Good morning. It’s Wednesday, July 31.
- People illegally climb California’s tallest redwoods.
- Parents of Bay Area Olympian want her to get a real job.
- And a photo tour of the state’s prettiest city halls.
Statewide
1.
Crews moved to clear homeless encampments in San Francisco on Tuesday, following through on a pledge by Mayor London Breed to launch a “very aggressive” crackdown. “No more encampments,” a police officer was heard telling one homeless man. “No more. This is what it’s come down to.” In a memo circulated on Tuesday, city officials said police officers would canvas cleared areas to ensure camps aren’t reestablished. Anyone who refuses to leave or accept housing, they said, would face “progressive penalties.” SF Standard
- Los Angeles embraced a different approach: openly rejecting Gov. Gavin Newsom’s push to clear encampments. N.Y. Times | NBC Los Angeles
2.
Naturalists working in Northern California’s ancient redwood groves have long embraced a code of secrecy, withholding the locations of the tallest trees for fear of inviting damaging attention. As coordinates have leaked online, however, a network of “ninja climbers” is now descending on some of the region’s most sensitive habitat. While they claim to love the forest, wrote reporter Ashley Harrell, “they also feel entitled to shoot lines into the trees with crossbows and climb on up, snapping bark and branches and disrupting the rare canopy ecosystem along the way.” SFGATE
Northern California
3.
The former leader of a San Francisco charity was arrested and charged with 34 felonies involving embezzlement and misuse of public money, authorities said on Tuesday. Kyra Worthy, 49, who served as executive director of the crime prevention group SF SAFE, is accused of misusing more than $700,000, failing to pay workers and contractors while diverting funds into lavish parties and her personal bank account. Her actions led to the 48-year-old charity’s collapse in January, prosecutors said. S.F. Chronicle | SF Standard
4.
There’s a restaurant at a state prison in Vacaville where the inmates cook for the guards. Opened in 2023, Delancey Street Restaurant kitchen is meant to promote normalization, a principle that aims to make life inside prison as similar as possible to life outside. Shaylor Watson, 55, incarcerated for two murders he committed as a teenager, said he expects to die in prison. “This program has given me hope again in life,” he said. CalMatters
5.

STORED DATA =
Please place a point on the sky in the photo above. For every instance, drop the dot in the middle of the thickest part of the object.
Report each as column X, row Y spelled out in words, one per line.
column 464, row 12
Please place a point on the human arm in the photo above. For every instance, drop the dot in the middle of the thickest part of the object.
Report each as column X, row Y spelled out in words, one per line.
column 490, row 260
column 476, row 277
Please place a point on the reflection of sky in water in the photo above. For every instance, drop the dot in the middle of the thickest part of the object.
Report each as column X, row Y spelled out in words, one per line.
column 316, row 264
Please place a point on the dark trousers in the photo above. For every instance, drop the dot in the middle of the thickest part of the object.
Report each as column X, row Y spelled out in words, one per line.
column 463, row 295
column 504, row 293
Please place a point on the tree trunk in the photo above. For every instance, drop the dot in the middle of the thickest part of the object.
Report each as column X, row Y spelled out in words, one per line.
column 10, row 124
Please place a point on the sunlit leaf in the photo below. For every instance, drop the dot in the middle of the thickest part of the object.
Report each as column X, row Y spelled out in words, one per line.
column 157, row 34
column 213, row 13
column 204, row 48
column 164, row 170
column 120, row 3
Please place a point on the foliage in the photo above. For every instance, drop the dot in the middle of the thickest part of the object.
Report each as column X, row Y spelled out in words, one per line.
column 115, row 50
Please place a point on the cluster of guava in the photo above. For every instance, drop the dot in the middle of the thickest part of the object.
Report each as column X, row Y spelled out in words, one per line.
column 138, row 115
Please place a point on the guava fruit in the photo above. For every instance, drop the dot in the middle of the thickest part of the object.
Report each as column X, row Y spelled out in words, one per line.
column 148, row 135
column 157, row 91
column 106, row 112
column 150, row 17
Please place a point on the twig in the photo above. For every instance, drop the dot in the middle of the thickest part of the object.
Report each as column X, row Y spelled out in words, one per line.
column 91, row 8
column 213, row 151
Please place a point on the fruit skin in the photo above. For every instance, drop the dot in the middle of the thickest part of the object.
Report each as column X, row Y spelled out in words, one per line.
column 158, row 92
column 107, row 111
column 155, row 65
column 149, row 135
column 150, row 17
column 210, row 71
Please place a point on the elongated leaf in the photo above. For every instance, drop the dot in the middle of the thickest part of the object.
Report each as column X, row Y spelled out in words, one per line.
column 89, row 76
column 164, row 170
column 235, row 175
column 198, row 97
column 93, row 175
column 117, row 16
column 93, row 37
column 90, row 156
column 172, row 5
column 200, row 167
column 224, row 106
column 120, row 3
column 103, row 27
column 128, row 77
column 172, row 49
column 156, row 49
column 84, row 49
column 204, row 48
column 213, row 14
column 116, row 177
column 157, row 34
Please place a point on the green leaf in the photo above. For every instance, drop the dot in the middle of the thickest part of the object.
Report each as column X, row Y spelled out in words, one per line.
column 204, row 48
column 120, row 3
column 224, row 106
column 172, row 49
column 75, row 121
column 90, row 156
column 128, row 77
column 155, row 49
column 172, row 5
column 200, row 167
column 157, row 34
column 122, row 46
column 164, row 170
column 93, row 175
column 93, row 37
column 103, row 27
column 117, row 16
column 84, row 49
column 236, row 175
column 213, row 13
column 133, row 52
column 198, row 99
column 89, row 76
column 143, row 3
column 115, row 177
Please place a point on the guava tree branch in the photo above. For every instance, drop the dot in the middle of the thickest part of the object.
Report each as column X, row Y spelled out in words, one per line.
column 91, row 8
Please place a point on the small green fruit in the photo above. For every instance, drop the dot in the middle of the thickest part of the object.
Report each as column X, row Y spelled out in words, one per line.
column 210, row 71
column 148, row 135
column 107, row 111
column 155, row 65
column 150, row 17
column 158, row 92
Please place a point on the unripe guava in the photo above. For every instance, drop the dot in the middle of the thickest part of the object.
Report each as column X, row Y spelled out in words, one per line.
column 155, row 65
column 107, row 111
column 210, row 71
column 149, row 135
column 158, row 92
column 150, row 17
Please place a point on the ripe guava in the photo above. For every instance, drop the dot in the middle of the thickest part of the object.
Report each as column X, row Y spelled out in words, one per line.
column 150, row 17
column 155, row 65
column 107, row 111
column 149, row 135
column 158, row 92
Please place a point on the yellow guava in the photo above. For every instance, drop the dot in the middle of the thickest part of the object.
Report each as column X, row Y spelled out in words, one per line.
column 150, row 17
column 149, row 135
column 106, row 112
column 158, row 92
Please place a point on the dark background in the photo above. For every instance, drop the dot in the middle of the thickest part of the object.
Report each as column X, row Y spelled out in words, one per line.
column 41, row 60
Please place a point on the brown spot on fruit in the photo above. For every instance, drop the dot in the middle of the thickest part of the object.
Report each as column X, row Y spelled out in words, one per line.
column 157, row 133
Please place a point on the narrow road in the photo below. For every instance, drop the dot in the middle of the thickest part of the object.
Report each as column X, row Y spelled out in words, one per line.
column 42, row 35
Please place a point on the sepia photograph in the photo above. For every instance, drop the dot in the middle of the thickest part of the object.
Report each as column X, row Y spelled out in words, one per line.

TASKS FOR THIS EXERCISE =
a - Decide whether each statement agrees with the California news roundup. Answer yes or no, and quote the words from the roundup that settle it.
(i) The San Francisco crime prevention charity collapsed in January.
(ii) Los Angeles backed Gov. Gavin Newsom's push to clear encampments.
(iii) The restaurant at the Vacaville state prison opened in 2023.
b - Answer these questions using the California news roundup:
(i) How many felonies was Kyra Worthy charged with?
(ii) What do the "ninja climbers" use to shoot lines into the trees?
(iii) What day and date does the roundup open with?
c - List every news outlet credited as a source in the California news roundup, naming each one only once.

OUTPUTS BY TASK =
a -
(i) Yes: "Her actions led to the 48-year-old charity’s collapse in January"
(ii) No: "openly rejecting Gov. Gavin Newsom’s push to clear encampments"
(iii) Yes: "Opened in 2023"

b -
(i) 34
(ii) Crossbows
(iii) Wednesday, July 31

c - SF Standard, N.Y. Times, NBC Los Angeles, SFGATE, S.F. Chronicle, CalMatters